[Reading passage — start]

Lastly, here are some benefits from lifting weights that have nothing to do with causing a hottie to coo “Ooh, he’s got musssscles!” in your general direction:

  • You’ll have a lot more energy.  I wasn’t expecting that, but I was glad for it.  Actually, that alone made it worthwhile.
  • You’ll have more physical confidence.  I used to feel intimidated by bigger guys, but I don’t see many of them any more.  From what I’ve seen in the gym, even those who do have more musculature aren’t necessarily stronger.  Thus, no unarmed individual scares me these days.
  • Physical labor becomes easier.  Before, unloading a truckload of dirt left me wiped out for the day.  After, it was a workout but no big deal.
  • It boosts glucose clearance, which can improve or perhaps even reverse blood sugar problems and metabolic syndrome.  Before I started working out, I was with my LTR girlfriend who had type II diabetes.  Since I was eating the same way she was and also had a sedentary job, after a few years I was well on the way to getting the same condition.  Lifting weights fixed that, and I’d probably have a foot in the grave by now if I hadn’t started.

[Reading passage — finish]

▶ _What to work on_:
Update the weightlifting passage from "Lastly, here are" up to and including "me these days.", replacing "energy" with "stamina". These items were taken from a separate source.

[Data listing — start]

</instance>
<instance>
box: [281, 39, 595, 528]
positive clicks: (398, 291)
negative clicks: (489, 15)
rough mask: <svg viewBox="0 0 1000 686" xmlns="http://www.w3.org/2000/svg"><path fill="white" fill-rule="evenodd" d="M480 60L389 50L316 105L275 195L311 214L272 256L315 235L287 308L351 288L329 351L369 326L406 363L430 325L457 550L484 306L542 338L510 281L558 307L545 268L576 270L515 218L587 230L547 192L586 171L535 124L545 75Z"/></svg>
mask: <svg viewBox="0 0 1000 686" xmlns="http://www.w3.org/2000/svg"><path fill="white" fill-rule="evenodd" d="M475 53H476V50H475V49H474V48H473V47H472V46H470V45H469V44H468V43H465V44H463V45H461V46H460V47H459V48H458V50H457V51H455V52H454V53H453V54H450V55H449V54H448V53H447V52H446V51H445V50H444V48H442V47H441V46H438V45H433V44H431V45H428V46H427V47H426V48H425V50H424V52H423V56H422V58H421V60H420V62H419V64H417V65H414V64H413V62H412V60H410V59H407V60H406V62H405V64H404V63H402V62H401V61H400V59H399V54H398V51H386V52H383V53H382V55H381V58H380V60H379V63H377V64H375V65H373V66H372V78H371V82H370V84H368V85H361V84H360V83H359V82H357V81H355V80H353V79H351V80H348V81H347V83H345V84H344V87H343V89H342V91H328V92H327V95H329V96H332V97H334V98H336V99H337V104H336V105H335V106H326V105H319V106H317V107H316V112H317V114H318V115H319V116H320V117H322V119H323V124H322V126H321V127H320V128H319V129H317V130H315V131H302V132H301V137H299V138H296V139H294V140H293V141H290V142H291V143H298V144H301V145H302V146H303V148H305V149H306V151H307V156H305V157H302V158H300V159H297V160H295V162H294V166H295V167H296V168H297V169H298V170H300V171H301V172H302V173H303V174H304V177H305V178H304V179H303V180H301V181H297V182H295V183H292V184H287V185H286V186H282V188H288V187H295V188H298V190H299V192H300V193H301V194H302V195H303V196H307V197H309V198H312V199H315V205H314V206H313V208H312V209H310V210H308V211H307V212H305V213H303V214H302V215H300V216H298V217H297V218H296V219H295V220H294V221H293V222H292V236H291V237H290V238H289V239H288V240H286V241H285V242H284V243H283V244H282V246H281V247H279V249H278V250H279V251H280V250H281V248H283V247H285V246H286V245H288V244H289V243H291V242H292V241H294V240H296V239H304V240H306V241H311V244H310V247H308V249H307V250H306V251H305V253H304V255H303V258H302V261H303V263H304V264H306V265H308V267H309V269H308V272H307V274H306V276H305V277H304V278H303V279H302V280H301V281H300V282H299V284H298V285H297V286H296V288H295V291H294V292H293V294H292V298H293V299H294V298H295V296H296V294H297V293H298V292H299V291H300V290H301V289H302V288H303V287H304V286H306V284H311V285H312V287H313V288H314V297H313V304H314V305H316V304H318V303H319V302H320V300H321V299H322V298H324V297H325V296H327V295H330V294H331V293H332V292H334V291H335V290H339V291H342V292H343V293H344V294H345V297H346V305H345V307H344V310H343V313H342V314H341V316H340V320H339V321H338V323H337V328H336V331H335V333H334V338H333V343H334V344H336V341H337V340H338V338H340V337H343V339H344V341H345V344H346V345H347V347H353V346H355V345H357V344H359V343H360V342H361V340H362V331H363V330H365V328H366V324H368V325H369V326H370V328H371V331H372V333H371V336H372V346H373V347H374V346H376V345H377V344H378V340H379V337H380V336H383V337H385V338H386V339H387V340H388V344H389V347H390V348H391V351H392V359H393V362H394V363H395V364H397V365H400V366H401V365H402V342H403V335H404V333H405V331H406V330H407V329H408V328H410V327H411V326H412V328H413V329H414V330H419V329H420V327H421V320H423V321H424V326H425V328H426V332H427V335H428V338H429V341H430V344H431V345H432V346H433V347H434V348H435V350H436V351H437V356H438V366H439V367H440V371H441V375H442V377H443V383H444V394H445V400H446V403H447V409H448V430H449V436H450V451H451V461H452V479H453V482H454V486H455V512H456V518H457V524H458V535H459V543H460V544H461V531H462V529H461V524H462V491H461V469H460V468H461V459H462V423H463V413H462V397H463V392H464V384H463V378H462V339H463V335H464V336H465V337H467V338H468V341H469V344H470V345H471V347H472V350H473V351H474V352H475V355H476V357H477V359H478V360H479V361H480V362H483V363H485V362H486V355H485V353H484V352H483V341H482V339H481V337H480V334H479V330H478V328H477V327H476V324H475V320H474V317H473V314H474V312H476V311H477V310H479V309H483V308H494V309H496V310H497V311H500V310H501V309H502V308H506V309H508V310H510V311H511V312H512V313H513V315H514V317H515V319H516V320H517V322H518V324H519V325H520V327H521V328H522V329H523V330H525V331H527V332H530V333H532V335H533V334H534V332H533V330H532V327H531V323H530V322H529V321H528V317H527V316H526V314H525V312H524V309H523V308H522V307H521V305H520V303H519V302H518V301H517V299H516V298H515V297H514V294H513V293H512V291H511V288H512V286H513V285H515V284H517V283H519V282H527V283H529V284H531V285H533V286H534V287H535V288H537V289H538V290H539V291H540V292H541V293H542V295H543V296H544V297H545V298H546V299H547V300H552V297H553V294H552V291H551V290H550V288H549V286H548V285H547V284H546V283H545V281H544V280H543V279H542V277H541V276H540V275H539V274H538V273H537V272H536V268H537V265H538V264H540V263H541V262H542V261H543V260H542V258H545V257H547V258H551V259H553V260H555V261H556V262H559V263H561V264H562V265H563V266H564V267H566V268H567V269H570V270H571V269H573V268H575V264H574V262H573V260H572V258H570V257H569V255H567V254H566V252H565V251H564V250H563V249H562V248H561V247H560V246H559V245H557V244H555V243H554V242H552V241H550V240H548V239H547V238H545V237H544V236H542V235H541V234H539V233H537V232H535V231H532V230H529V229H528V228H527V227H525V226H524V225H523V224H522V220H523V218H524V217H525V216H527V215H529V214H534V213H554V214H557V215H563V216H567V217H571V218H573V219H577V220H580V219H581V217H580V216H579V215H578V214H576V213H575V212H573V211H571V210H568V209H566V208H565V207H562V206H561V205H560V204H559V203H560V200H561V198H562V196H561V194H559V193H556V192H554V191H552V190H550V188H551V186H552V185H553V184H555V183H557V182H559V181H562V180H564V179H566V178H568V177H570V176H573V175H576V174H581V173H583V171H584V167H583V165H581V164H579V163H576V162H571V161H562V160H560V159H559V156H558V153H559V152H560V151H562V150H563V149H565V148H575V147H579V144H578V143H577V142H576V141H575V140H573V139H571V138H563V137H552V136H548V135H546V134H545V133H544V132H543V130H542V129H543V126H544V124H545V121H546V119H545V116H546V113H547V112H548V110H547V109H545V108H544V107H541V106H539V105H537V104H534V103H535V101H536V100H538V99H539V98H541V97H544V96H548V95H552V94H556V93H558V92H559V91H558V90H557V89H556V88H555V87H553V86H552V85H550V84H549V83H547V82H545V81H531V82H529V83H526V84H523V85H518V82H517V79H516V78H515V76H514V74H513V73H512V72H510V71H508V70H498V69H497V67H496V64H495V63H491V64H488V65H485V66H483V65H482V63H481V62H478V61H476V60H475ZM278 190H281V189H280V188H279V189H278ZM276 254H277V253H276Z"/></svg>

[Data listing — finish]

▶ _Solution_:
Lastly, here are some benefits from lifting weights that have nothing to do with causing a hottie to coo “Ooh, he’s got musssscles!” in your general direction:

  • You’ll have a lot more stamina.  I wasn’t expecting that, but I was glad for it.  Actually, that alone made it worthwhile.
  • You’ll have more physical confidence.  I used to feel intimidated by bigger guys, but I don’t see many of them any more.  From what I’ve seen in the gym, even those who do have more musculature aren’t necessarily stronger.  Thus, no unarmed individual scares me these days.